Task to carry out
Copy out the letter passage below on Textron equity awards and separation benefits, word for word and in full.

Source passage
:::::

All equity awards described in this letter will be made under the Textron Inc.
2007 Long-Term Incentive Plan (or under a successor plan), and will be subject
to the terms and conditions of the plan and award agreement under which they are
granted.  Where the letter specifies a value for an award, the number of shares
(or equivalent cash) necessary to provide the specified value will be determined
by Towers Perrin, the independent compensation consultant to the Organization
and Compensation Committee (or any successor independent compensation consultant
to the Committee), using its standard methodology for valuing equity awards.

I am confident that you will have a long and successful career with
Textron.  However, in the event that Textron should terminate your employment
involuntarily (without Cause), or in the event that you should terminate for
Good Reason, you would be entitled to the separation benefits described in
Appendix A, which are the same as the separation benefits provided under my
employment agreement on the date of this letter.

For purposes of this letter, including determining your entitlement to
separation benefits, the terms “Cause,” “Good Reason,” and “Change in Control”
have the meanings set forth in Appendix B.  All separation benefits (other than
those required by law or vested before your separation) will be subject to your
signing a release of claims reasonably acceptable to Textron, an agreement to
cooperate in any proceedings relating to matters in which you were involved
before your separation, and an agreement to abide by the same covenants
(non-competition, non-solicitation, maintaining confidentiality, etc.) that
appear in my employment agreement on the date of this letter.

:::::

Dataset rows
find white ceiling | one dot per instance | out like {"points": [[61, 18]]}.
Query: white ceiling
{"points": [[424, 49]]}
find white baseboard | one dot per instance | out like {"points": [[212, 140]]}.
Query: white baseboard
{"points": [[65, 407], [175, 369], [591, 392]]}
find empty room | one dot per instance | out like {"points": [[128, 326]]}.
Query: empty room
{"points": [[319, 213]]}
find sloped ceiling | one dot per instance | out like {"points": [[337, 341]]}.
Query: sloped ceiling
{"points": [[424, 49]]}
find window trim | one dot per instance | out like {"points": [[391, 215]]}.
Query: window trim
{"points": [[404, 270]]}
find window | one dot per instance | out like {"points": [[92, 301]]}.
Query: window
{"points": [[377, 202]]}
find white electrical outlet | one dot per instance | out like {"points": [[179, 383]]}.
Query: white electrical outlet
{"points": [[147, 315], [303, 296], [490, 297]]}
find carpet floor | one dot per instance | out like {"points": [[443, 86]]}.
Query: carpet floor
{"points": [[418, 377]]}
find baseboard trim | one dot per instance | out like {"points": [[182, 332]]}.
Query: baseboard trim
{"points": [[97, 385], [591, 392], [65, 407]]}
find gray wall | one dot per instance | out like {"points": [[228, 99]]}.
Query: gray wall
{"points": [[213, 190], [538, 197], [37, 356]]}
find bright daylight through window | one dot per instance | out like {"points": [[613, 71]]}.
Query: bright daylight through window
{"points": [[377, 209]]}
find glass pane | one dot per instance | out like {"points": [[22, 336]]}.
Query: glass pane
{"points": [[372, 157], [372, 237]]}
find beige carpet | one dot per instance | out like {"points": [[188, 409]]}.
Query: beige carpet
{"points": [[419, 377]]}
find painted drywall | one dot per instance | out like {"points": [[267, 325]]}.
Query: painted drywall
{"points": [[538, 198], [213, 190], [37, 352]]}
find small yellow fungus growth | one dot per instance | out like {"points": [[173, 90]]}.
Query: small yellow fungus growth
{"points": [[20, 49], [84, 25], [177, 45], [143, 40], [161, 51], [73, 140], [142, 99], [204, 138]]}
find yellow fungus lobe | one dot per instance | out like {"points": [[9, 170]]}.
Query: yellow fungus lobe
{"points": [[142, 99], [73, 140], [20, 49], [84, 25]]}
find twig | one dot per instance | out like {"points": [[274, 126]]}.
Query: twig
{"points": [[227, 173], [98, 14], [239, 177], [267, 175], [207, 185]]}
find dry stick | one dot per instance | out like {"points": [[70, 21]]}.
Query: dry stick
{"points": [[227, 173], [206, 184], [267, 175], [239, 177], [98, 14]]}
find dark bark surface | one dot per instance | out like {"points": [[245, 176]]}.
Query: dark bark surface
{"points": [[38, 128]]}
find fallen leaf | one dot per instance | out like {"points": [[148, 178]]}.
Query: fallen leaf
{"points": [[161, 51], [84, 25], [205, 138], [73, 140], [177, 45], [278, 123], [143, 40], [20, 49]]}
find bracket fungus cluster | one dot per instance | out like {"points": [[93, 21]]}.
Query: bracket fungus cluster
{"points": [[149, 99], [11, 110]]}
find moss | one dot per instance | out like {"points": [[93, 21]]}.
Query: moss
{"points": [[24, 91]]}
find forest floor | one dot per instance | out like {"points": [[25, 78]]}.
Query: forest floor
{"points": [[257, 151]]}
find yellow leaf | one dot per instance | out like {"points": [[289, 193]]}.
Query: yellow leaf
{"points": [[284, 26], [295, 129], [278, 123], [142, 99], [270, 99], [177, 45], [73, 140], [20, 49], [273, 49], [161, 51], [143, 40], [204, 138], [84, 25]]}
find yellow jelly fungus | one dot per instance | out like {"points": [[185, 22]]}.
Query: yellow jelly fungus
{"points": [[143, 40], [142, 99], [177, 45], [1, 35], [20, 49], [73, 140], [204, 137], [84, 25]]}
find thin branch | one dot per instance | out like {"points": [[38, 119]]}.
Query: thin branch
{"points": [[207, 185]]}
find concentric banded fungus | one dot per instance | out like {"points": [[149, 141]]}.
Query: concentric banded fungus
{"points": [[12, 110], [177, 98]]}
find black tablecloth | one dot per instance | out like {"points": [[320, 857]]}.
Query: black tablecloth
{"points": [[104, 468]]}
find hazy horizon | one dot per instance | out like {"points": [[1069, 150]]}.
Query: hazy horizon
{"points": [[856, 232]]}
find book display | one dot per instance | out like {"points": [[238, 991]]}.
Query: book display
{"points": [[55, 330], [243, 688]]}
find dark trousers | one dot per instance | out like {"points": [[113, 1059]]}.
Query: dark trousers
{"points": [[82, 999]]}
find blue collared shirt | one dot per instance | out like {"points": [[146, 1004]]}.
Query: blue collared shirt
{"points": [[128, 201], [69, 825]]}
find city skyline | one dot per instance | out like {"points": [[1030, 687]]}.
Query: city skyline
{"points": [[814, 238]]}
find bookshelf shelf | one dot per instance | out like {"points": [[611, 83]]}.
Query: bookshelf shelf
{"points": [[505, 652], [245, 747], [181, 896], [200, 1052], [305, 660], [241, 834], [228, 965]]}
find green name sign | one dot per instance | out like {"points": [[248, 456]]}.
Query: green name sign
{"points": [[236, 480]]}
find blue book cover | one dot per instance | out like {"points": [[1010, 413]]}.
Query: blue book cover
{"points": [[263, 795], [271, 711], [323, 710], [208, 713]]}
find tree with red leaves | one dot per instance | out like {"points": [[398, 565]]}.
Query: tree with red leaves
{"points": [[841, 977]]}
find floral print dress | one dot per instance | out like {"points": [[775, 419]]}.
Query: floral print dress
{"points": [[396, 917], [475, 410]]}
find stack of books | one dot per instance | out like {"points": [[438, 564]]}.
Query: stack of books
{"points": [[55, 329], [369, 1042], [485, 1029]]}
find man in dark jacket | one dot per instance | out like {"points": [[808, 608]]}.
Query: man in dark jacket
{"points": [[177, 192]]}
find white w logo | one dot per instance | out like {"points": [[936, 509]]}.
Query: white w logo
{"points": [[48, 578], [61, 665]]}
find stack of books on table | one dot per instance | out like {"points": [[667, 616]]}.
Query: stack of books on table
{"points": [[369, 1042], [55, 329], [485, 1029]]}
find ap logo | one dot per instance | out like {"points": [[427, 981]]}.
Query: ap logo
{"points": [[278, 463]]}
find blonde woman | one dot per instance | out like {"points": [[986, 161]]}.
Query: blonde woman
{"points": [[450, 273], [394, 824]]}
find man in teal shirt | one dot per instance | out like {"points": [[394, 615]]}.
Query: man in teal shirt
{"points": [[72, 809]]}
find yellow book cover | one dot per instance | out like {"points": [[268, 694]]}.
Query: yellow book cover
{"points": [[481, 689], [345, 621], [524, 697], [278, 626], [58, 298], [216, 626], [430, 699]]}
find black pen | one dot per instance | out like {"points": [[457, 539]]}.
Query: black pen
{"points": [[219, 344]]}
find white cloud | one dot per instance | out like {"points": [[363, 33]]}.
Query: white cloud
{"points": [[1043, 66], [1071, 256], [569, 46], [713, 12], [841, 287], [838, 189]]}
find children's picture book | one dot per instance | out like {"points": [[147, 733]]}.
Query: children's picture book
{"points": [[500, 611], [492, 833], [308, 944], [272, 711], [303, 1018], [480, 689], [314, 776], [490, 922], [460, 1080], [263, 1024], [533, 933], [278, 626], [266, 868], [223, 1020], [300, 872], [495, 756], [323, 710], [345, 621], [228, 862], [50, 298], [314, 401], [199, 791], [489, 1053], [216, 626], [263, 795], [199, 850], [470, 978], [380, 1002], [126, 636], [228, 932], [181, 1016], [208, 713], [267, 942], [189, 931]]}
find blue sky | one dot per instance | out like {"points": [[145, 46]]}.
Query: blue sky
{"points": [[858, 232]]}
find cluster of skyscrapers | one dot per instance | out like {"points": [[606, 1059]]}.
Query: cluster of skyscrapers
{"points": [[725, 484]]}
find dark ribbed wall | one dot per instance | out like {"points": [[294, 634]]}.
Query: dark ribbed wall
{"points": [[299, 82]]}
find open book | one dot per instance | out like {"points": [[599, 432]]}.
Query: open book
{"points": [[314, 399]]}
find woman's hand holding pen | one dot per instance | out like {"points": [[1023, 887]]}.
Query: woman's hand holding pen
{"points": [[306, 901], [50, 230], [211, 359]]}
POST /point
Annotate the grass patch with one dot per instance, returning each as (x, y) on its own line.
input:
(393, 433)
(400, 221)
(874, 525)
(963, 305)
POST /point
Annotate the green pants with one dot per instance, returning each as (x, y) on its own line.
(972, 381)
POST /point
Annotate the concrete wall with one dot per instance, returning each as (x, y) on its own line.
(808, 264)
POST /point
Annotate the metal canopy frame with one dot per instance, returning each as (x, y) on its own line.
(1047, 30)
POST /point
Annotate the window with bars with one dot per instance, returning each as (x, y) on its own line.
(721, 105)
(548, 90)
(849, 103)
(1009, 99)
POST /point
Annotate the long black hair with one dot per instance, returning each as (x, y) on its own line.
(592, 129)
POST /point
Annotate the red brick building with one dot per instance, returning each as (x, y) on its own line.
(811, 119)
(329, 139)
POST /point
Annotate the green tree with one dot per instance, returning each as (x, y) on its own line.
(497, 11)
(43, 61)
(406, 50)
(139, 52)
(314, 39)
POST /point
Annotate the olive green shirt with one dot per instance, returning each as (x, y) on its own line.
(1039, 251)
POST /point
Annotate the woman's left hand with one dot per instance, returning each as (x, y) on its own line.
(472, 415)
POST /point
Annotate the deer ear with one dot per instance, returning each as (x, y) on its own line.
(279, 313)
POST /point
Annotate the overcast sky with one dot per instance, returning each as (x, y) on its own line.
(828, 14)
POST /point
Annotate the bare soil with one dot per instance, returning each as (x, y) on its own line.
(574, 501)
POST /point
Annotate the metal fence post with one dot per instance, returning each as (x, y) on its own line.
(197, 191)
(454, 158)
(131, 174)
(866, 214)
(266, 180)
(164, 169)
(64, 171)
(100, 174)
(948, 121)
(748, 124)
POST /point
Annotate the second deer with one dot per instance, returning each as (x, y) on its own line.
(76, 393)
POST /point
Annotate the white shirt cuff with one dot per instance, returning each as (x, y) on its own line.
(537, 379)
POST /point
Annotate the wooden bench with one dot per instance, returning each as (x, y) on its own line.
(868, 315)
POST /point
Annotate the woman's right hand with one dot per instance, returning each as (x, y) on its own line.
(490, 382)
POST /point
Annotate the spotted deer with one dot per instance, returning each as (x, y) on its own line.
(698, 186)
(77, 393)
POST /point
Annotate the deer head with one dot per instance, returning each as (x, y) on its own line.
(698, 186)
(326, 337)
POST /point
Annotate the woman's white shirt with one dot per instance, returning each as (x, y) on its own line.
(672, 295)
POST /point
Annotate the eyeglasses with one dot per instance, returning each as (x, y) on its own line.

:::::

Exercise output
All equity awards described in this letter will be made under the Textron Inc.
2007 Long-Term Incentive Plan (or under a successor plan), and will be subject
to the terms and conditions of the plan and award agreement under which they are
granted.  Where the letter specifies a value for an award, the number of shares
(or equivalent cash) necessary to provide the specified value will be determined
by Towers Perrin, the independent compensation consultant to the Organization
and Compensation Committee (or any successor independent compensation consultant
to the Committee), using its standard methodology for valuing equity awards.

I am confident that you will have a long and successful career with
Textron.  However, in the event that Textron should terminate your employment
involuntarily (without Cause), or in the event that you should terminate for
Good Reason, you would be entitled to the separation benefits described in
Appendix A, which are the same as the separation benefits provided under my
employment agreement on the date of this letter.

For purposes of this letter, including determining your entitlement to
separation benefits, the terms “Cause,” “Good Reason,” and “Change in Control”
have the meanings set forth in Appendix B.  All separation benefits (other than
those required by law or vested before your separation) will be subject to your
signing a release of claims reasonably acceptable to Textron, an agreement to
cooperate in any proceedings relating to matters in which you were involved
before your separation, and an agreement to abide by the same covenants
(non-competition, non-solicitation, maintaining confidentiality, etc.) that
appear in my employment agreement on the date of this letter.